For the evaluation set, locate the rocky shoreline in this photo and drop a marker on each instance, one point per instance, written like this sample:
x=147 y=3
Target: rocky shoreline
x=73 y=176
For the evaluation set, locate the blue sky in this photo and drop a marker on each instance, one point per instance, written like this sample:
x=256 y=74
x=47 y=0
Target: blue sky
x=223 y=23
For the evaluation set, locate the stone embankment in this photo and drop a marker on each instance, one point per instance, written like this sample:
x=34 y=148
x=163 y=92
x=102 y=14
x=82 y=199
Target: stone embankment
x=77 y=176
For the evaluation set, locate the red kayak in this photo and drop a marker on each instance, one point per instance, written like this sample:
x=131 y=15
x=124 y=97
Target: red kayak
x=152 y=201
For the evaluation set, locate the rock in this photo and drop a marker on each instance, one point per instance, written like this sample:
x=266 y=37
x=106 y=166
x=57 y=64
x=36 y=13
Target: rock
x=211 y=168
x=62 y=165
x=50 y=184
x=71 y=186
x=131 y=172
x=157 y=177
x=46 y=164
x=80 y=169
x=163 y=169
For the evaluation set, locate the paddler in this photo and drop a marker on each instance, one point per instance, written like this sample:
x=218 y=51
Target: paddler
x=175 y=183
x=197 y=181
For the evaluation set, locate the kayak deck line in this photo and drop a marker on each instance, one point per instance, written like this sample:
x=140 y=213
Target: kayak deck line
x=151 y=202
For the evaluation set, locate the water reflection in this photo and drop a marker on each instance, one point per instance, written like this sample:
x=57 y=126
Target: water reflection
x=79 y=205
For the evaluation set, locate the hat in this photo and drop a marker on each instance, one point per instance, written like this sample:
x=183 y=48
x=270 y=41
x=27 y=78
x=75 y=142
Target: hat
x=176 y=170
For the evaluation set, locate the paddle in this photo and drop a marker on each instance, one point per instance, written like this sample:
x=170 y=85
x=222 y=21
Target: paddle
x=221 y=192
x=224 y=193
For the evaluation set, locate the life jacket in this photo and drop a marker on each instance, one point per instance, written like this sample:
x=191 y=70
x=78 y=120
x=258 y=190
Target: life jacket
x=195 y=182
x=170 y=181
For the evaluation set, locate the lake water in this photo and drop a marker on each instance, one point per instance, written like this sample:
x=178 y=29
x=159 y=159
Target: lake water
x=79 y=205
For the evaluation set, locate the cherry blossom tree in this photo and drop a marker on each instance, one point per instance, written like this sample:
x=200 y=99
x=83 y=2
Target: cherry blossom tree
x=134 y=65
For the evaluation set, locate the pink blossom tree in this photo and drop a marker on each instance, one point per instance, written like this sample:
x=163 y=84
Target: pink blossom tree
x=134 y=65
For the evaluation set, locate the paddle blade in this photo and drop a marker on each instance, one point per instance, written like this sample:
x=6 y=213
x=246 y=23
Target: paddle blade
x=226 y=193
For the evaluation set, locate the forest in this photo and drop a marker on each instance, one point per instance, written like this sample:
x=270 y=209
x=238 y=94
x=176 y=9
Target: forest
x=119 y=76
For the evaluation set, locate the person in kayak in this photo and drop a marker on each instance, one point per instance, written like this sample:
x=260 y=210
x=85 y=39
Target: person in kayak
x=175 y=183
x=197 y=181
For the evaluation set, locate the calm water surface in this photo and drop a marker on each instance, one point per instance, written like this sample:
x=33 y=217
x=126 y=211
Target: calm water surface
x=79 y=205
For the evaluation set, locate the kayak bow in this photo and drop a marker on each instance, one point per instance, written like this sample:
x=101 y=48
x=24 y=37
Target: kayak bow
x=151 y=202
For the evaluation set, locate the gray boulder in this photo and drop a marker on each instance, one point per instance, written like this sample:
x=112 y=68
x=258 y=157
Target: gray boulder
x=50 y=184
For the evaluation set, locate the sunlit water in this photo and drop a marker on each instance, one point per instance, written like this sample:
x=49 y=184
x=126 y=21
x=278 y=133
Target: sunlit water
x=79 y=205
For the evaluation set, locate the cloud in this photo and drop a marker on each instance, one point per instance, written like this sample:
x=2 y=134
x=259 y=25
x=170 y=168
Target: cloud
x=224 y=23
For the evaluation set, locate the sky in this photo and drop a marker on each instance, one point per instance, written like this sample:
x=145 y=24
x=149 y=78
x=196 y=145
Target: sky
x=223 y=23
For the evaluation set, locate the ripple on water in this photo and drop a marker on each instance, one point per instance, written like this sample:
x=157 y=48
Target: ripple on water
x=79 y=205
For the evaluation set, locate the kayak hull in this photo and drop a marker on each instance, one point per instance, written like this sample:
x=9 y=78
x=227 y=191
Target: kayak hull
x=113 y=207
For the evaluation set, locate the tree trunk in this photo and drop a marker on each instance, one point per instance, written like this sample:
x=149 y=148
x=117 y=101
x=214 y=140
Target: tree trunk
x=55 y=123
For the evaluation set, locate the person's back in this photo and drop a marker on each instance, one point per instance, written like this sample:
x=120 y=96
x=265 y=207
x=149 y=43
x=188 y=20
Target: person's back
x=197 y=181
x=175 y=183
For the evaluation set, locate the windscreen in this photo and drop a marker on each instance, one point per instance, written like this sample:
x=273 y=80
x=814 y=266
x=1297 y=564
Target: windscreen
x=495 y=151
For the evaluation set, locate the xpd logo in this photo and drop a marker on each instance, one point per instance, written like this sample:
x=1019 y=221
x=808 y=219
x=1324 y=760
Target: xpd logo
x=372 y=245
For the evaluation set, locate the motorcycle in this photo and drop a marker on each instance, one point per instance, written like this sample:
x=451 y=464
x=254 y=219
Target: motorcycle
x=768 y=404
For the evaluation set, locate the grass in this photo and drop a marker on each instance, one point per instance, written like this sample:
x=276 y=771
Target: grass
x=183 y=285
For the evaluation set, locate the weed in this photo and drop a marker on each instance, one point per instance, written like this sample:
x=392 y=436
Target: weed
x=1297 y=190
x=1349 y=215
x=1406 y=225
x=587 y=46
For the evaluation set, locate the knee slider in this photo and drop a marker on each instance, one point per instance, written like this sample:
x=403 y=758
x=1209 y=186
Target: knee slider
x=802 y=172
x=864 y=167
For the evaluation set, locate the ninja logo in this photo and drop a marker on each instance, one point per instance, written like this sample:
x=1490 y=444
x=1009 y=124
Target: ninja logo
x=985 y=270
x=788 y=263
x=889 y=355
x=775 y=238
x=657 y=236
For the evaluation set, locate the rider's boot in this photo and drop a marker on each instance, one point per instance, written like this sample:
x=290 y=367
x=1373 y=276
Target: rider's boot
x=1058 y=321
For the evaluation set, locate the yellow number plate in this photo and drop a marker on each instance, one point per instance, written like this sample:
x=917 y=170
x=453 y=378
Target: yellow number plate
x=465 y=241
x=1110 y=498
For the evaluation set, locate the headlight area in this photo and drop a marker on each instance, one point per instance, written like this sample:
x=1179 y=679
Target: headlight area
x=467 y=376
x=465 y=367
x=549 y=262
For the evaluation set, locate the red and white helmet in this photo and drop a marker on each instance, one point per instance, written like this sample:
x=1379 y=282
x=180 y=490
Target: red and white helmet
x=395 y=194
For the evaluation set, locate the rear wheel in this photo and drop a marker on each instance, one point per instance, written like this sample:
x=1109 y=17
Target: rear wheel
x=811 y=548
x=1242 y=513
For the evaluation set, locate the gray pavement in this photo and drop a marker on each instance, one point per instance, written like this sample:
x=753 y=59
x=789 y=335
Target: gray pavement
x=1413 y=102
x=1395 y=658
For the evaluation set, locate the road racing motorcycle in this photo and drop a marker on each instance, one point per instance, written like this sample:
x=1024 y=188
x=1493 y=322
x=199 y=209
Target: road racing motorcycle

#### Your task:
Arrange the lines as a Markdown table with the columns Row and Text, starting at the line containing "For the evaluation set, locate the gray pavement" and ending at the line containing "x=1395 y=658". Number each row and leave out any blank lines.

#### Right answer:
| Row | Text |
|---|---|
| 1 | For the evaluation set, locate the gray pavement in this photo and drop a marker on each instance, one point per instance, written like this sample: |
| 2 | x=753 y=59 |
| 3 | x=789 y=335 |
| 4 | Target: gray pavement |
| 5 | x=1413 y=102 |
| 6 | x=1395 y=658 |